What this task involves: Can you reproduce, word for word, the part of the Health Innovation Center article from "It took five" to "and even dance."?

Reading passage:
※ ※ ※
Health Innovation Center boasts modern classrooms
September 13, 2018
After 12 years of planning and construction, the new Health Innovation Center opens its doors to students and provides a new home to the College of Health Professions.
It took five different efforts to get the funding from the general assembly, said Mary Paula Schuh, director of campus planning. The funds came from $97 million in state bonds and $8 million donated by St. Elizabeth Healthcare. This resulted in the St. Elizabeth Healthcare Simulation Center on the third and fourth floors.
There are 20 classrooms in the new building, compared to the six classrooms for health majors in the Albright Health Center. It is meant to be interdisciplinary, with classrooms being shared for health, political science, English, chemistry and even dance.
“I didn’t expect to see people hanging out there quite so soon but it was really from like the first day.” Schuh said.
Some of the most advanced facilities in the HIC are the simulation centers. There’s an operating room, labor and delivery, medical surgery, trauma bay and a pediatrics room. The trauma bay has four beds while the others have one bed.
“They [students] came the week before classes started and we gave some tours and the enthusiasm on their faces was just unbelievable because they were just really excited to see it compared to what we were in before,” said Gannon Tagher, chair of the Department of Nursing.
Students aren’t the only ones who are excited.
“The faculty likes the new space, they like teaching in the new space and I think that reflects on the students as well,” Tagher said. “I’m told we have one of the biggest simulation spaces in the country. I think we are at a great advantage at the moment.”
※ ※ ※
Recorded data:

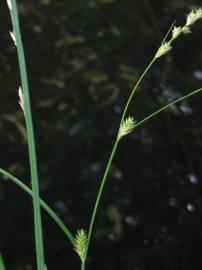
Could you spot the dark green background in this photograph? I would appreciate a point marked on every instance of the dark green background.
(83, 58)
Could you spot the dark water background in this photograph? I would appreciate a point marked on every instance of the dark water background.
(83, 57)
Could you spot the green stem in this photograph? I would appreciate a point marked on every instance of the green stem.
(2, 265)
(31, 142)
(106, 173)
(150, 116)
(54, 216)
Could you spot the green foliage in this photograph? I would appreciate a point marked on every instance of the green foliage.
(80, 241)
(2, 266)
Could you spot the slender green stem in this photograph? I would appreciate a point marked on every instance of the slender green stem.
(54, 216)
(135, 89)
(106, 173)
(150, 116)
(2, 265)
(30, 134)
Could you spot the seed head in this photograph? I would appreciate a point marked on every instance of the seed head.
(193, 16)
(127, 127)
(9, 4)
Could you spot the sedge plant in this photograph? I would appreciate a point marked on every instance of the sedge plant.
(81, 241)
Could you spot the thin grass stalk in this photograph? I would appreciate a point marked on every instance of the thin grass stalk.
(51, 213)
(163, 49)
(2, 265)
(30, 135)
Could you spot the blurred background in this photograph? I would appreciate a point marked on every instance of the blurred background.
(83, 58)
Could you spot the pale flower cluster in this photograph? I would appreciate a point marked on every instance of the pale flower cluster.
(192, 17)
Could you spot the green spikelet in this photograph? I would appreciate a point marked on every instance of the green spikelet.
(127, 126)
(80, 241)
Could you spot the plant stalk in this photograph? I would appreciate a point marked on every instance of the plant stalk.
(30, 135)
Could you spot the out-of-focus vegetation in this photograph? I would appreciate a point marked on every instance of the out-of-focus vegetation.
(83, 59)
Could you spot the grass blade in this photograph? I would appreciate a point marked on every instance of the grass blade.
(54, 216)
(2, 265)
(16, 34)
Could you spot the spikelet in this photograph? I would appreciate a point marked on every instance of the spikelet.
(193, 16)
(13, 37)
(21, 98)
(127, 127)
(80, 241)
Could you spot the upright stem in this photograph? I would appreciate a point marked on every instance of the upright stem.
(30, 135)
(106, 173)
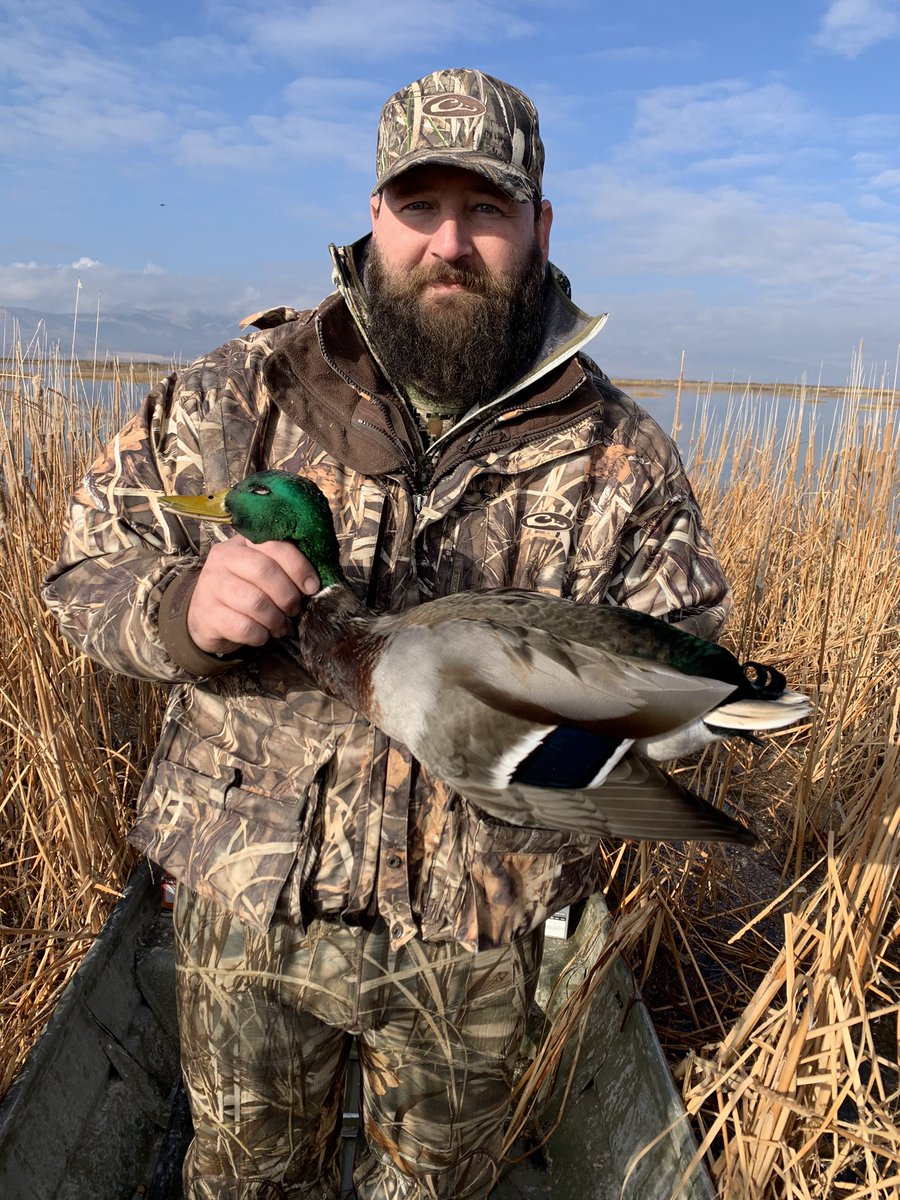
※ ※ ※
Response:
It took five different efforts to get the funding from the general assembly, said Mary Paula Schuh, director of campus planning. The funds came from $97 million in state bonds and $8 million donated by St. Elizabeth Healthcare. This resulted in the St. Elizabeth Healthcare Simulation Center on the third and fourth floors.
There are 20 classrooms in the new building, compared to the six classrooms for health majors in the Albright Health Center. It is meant to be interdisciplinary, with classrooms being shared for health, political science, English, chemistry and even dance.